### Your instructions
In every record below, replace "this photo" with "the image" and change nothing else. Leave the pictures out of your answer.

[BEGIN]

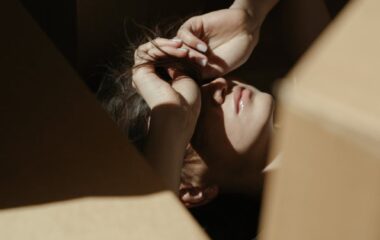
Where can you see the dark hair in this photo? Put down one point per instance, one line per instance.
(121, 100)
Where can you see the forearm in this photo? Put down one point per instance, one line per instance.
(164, 149)
(258, 8)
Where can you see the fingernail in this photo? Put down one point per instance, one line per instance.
(176, 40)
(202, 62)
(201, 47)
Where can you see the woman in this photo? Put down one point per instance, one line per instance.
(213, 137)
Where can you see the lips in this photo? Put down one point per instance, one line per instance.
(241, 97)
(238, 91)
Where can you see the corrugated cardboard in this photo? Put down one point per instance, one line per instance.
(66, 171)
(328, 185)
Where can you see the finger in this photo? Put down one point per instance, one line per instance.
(141, 55)
(190, 32)
(154, 90)
(198, 57)
(163, 52)
(154, 54)
(186, 87)
(160, 42)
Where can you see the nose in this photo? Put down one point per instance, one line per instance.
(219, 88)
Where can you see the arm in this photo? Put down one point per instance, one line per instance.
(175, 107)
(228, 36)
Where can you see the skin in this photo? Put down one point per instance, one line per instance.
(232, 145)
(242, 131)
(226, 37)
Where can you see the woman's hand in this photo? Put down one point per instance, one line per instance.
(175, 107)
(228, 36)
(176, 102)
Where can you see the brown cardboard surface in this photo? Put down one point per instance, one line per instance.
(66, 171)
(328, 184)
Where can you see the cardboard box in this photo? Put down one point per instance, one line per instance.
(328, 184)
(66, 171)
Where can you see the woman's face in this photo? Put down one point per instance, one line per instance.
(234, 126)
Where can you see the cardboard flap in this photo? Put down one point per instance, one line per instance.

[END]

### Correct output
Where can you see the dark hair in the image? Put down one point per instance, one line per instance.
(121, 100)
Where can you see the forearm in the image? Put down one point per instance, one line per instance.
(164, 149)
(258, 8)
Where can you see the fingernail in the image? Put down one point per instance, one line per instance.
(176, 40)
(202, 62)
(201, 47)
Where can you see the woman in the image? Put down one point per instance, one line per instance.
(213, 137)
Where can you see the lips in the image? Put down one point per instance, one line per instance.
(241, 97)
(238, 91)
Where can you see the corrugated cardboard in the image? Put down one point per instance, one line per instance.
(66, 171)
(328, 185)
Where can you see the finger in the image? Put down one point per instance, one line per instance.
(141, 55)
(190, 32)
(154, 90)
(198, 57)
(163, 52)
(154, 54)
(186, 87)
(160, 42)
Where can you see the nose in the image? Put down one point per instance, one line per instance.
(219, 88)
Where can you see the arm in the image? Put down one point per instance, one line per instance.
(175, 107)
(228, 36)
Where can you see the skin in the image? Put down one point per instance, one line per instance.
(232, 145)
(242, 131)
(226, 37)
Where can you see the woman's hand in the image? Put down one point per instance, one line per instance.
(175, 107)
(228, 36)
(176, 102)
Where can you see the brown cardboard surface in the image? Put down one point per instance, one line per instance.
(66, 171)
(328, 184)
Where can you see the cardboard box in the image? Put down one point per instance, one line per instance.
(328, 184)
(66, 171)
Where can you see the woman's face in the image? Put down one point per instance, one line per instance.
(234, 126)
Where can you see the cardboard flap in the image? Put down one point per instance, one line per instance.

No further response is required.